**STATED PROBLEM**
Summarize the forum thread on the vertical distribution of seismic force below in two sentences.

Start SUPPLIED TEXT

# Vertical Distribution of Seimic Force



## Hoven (Feb 21, 2012)

I am studying for the SE Lateral portion of test and starting going through Kaplan’s “Seismic Design and Review for the PE Exam” by Alan Williams. The question I have is when the book does example 2.9 explaining the vertical distribution of seismic forces it goes through the steps of calculating the vertical distribution factor (Cv) for each floor the same way I would but when it calculates the total design shear to multiplied by this factor it sums the effective seismic weights for each floor.

The problem I see is by summing the seismic weight for each floor your forgetting to account for the wall weights below the midheight of the first floor. Am I wrong for thinking this needs to be accounted for? ASCE7 states that is should be “total design lateral shear at the base of the structure”. 

Thanks you for your help.


----------



## McEngr (Feb 21, 2012)

I don't have the problem or book you have. However, the walls weights would need to be included in the weight tributary to the frame. This would only be the walls that are perpendicular to the direction of force if the assumption (such as a concrete or masonry shearwall) is that the walls can handle their own inertia and are the LFRS. Once the analysis of the resisting system is in effect, the wall weights get included when you use your load combinations (0.9D + E for example).

Let me know if I'm off track. I don't have the book and am guessing for the most part...


----------



## Hoven (Feb 21, 2012)

I believe your talking about when calculating the diaphragm forces you don't need to include the wall weights parrallel the force because of the reasons you stated. The example I am actually having trouble with deals with the vertical distribution of seismic forces from section 12.8.3 in ASCE7. When Williams calculates the total shear at the base (V) for use in equation 12.8-11 he doesn't include the wall weights below the midheight of the first story and I don't know if that is correct.

Hope I'm explaining this all right, thanks.


----------



## McEngr (Feb 21, 2012)

I think that Williams is correct. The forces distributed vertically are applicable to that story level. I think the lower half of the first floor is assumed cantilevered to the foundation and easily resisted in that way by anchorage.


----------



## Hoven (Feb 21, 2012)

That must be what it is. I have been trying to find other examples but the only ones I find are where the seismic weight assigned to each floor is given so the answers just sum the weights and multiply it by the response coefficient to get the base shear.

I am still a little hesitant as ASCE calls the variable V the "total design shear at the base of the structure". I mean if I was calculating the base shear for a one story building I wouldn't ignore the wall weights below the midheight of the wall in my calculation.


----------



## McEngr (Feb 21, 2012)

What helps me is that Cv(sub,o) is at height zero, so no influence on base shear.


----------



## dakota_79 (Feb 21, 2012)

McEngr is correct, IMO. Lower half of the first story is typically taken by your grade beam / foundation system directly. Hoven, for your example of a 1-story frame, all of the effective weight is taken at, and therefore all of the base shear is distributed to, the roof level. Extrapolate that principle for multi-story: all of the base shear is distributed starting at the 2nd floor on up.


----------

End SUPPLIED TEXT
Start SUPPLIED DATA

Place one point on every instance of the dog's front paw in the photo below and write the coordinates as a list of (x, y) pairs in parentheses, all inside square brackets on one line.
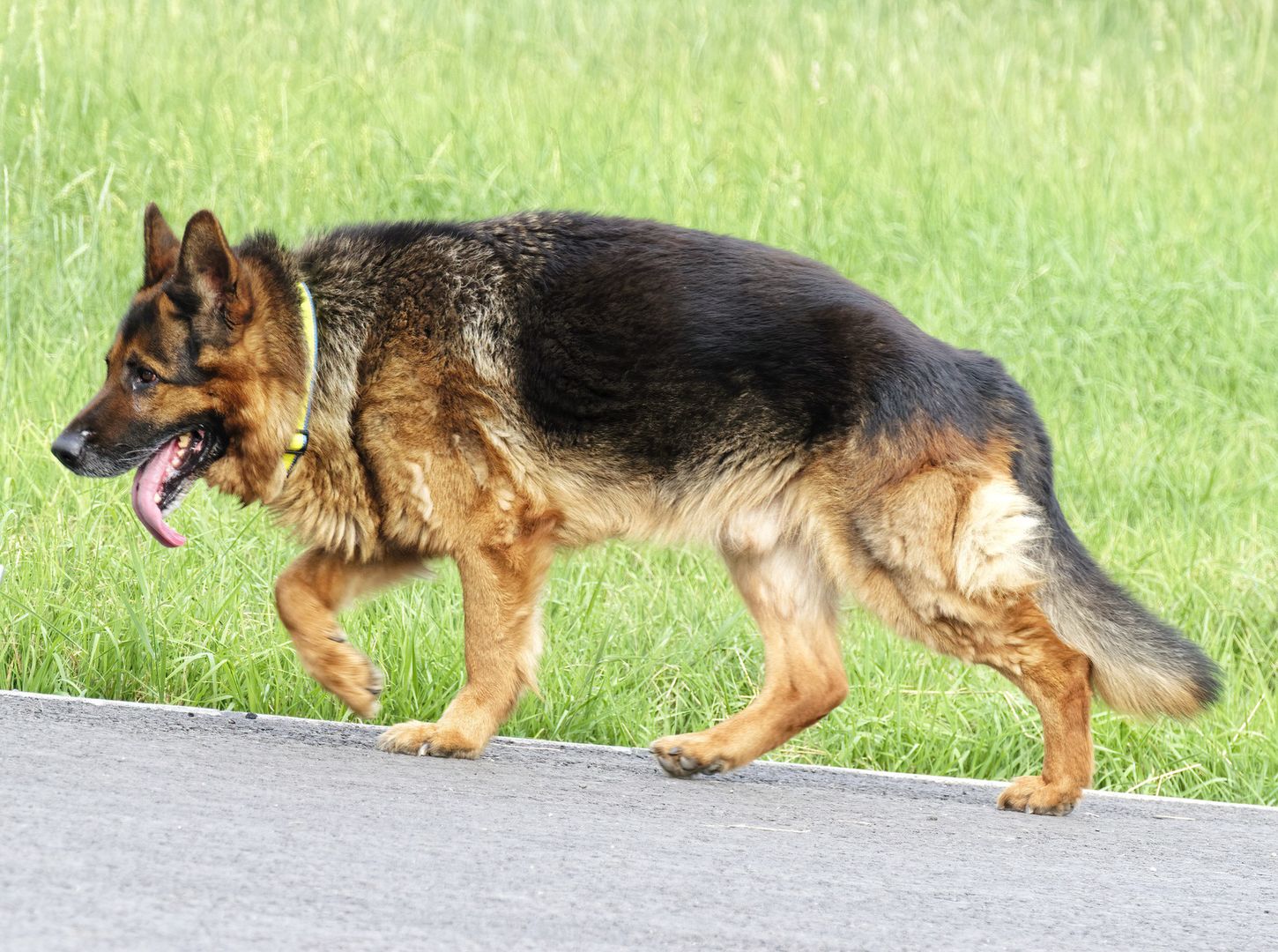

End SUPPLIED DATA

**IN RESPONSE**
Hoven, who is studying for the SE Lateral exam, asks whether an example in a Kaplan seismic review book by Alan Williams is right to leave out the wall weights below the midheight of the first story when computing the base shear for the vertical distribution of seismic forces, since ASCE 7 calls V the total design shear at the base of the structure. McEngr thinks Williams is correct because the lower half of the first story is assumed to be cantilevered to the foundation and resisted by anchorage, and dakota_79 agrees that this portion is typically taken directly by the grade beam or foundation system, so the base shear is distributed from the second floor up.